Source passage.

Sunday, October 26, 2008

An Expose of the National Park Service

From Bill Bryson's great book, A Walk in the Woods:

"The National Park Service actually has something of a tradition of making things extinct. Bryce Canyon National Park is perhaps the most interesting -- certainly the most striking -- example. It was founded in 1923 and in less than half a century under the Park Service's stewardship lost seven species of mammal... Quite an achievement when you consider that these animals had survived in Bryce Canyon for tens of millions of years before the Park Service took an interest in them. Altogether, forty-two species of mammal have disappeared from America's national parks this century.

"...The Park Service in 1957 decided to 'reclaim' Abrams Creek, a tributary of the Little Tennessee River, for rainbow trout, even though rainbow trout had never been native to Abrams Creek. To that end, biologists dumped several drums of a poison called rotenone into fifteen miles of creek. Within hours, tens of thousands of dead fish were floating on the surface like autumn leaves. Among the thirty-one species of Abrams Creek fish that were wiped out was one called the smoky madtom, which scientists had never seen before. Thus, Park Service biologists managed the wonderfully unusual accomplishment of discovering and eradication in the same instant a new species of fish.

The task.
Answer these questions using the passage on the National Park Service:
1. In what year was Bryce Canyon National Park founded?
2. What poison did biologists put into Abrams Creek?
3. How many species of Abrams Creek fish were wiped out?
The items after this point come from a different source than the passage on the National Park Service.

Given data.
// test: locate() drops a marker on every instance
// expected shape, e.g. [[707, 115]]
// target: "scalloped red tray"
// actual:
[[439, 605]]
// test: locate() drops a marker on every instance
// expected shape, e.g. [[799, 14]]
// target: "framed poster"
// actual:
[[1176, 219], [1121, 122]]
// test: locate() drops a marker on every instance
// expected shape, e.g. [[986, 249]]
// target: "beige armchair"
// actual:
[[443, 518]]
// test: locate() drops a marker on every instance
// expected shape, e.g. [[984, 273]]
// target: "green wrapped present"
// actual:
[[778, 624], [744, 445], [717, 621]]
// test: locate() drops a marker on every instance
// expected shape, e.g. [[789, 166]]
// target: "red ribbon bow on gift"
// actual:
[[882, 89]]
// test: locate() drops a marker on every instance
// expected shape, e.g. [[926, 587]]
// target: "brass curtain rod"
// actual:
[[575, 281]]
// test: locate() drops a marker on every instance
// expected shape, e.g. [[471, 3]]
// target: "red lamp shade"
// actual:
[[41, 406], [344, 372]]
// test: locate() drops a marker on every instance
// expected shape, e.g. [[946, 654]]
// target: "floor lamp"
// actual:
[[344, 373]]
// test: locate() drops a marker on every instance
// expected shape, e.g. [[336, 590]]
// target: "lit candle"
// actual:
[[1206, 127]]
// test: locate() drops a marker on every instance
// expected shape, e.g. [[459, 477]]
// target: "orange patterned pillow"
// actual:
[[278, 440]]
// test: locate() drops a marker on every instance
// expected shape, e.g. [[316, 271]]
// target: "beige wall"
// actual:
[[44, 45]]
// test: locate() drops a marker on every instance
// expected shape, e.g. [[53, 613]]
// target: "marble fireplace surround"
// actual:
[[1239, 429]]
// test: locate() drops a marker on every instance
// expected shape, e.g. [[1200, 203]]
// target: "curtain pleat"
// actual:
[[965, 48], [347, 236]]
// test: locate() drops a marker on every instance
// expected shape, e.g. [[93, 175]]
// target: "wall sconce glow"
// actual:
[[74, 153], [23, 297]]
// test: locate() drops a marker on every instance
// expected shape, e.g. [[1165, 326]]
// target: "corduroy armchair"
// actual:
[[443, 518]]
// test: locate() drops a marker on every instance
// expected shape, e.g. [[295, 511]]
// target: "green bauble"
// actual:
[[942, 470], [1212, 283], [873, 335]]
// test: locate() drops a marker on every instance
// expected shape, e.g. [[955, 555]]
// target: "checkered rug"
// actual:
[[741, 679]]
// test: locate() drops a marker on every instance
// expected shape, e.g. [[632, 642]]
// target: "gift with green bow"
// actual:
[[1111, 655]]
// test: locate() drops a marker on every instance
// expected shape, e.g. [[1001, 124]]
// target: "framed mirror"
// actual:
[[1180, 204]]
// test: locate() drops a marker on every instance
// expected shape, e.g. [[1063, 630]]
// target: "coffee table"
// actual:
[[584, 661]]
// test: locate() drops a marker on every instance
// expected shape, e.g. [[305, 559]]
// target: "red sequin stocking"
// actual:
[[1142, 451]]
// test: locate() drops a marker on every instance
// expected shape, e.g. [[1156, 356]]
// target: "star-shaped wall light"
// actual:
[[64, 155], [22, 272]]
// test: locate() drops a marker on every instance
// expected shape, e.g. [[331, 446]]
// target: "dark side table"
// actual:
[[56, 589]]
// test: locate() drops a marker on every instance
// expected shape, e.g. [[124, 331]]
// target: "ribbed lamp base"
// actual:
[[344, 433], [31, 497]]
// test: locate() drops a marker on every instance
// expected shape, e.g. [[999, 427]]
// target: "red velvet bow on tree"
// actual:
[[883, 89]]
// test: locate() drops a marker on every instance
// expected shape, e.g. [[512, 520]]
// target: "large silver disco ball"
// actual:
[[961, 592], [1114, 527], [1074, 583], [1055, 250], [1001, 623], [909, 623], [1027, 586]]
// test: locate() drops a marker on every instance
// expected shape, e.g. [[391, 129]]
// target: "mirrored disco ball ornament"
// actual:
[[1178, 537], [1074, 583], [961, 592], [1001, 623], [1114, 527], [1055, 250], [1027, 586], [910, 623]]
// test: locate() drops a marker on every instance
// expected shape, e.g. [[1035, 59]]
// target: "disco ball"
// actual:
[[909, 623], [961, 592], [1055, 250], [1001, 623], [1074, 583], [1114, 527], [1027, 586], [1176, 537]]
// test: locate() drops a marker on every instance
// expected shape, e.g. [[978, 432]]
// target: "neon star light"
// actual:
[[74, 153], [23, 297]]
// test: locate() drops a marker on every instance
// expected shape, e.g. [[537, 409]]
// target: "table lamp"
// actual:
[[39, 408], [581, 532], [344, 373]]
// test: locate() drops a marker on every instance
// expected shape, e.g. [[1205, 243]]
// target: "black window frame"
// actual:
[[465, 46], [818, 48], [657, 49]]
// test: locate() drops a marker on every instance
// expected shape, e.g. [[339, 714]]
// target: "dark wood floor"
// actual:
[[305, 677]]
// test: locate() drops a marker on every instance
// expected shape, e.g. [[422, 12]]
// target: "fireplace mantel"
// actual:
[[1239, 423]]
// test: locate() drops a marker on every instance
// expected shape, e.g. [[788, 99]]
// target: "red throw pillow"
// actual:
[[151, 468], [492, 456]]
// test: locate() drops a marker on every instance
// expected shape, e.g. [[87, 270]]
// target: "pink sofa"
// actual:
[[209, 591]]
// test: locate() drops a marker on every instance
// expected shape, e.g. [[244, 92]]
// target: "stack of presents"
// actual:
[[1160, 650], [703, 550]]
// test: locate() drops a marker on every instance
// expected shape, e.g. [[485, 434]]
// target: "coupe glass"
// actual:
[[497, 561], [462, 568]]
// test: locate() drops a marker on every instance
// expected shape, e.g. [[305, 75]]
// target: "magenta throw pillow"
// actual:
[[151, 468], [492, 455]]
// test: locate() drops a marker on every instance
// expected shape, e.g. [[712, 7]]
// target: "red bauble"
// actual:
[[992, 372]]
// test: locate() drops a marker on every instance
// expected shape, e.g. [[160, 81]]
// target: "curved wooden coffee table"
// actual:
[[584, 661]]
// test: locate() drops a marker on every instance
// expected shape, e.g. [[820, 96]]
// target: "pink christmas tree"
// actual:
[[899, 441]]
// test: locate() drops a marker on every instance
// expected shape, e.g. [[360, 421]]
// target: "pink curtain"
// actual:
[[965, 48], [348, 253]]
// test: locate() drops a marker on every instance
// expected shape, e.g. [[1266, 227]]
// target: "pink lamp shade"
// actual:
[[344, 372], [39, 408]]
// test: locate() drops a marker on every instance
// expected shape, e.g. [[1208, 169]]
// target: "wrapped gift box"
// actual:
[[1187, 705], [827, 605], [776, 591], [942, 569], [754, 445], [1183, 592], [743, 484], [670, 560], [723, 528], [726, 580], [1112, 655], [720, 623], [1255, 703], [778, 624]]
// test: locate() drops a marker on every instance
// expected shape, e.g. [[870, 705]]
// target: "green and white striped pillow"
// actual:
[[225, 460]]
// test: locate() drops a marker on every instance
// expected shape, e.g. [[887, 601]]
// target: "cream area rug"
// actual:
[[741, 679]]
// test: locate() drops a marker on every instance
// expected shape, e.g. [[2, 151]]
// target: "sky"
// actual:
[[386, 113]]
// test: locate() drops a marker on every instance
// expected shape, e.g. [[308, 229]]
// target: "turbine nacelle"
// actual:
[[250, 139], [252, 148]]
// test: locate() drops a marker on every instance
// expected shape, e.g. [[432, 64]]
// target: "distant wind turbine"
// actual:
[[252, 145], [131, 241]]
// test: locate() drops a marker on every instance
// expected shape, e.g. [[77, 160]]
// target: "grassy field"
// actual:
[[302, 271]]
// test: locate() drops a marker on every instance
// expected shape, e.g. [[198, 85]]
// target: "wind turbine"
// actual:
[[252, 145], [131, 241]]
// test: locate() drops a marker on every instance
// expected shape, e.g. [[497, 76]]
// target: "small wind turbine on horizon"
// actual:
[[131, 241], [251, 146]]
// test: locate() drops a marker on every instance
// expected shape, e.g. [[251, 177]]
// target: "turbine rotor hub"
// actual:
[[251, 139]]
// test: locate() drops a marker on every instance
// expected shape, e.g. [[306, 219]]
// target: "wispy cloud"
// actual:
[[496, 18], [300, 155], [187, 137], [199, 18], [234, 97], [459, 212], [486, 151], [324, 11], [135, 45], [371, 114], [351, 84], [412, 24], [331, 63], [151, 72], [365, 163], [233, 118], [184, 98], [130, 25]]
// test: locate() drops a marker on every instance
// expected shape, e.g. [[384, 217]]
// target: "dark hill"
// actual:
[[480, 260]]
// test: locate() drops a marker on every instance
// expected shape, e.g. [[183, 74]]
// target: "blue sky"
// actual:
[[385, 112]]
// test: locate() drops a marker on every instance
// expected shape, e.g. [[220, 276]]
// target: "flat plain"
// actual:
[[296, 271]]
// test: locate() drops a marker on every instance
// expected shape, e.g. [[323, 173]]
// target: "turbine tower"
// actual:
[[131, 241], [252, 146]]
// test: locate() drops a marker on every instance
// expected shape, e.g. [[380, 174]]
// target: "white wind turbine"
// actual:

Your response.
1. 1923
2. Rotenone
3. Thirty-one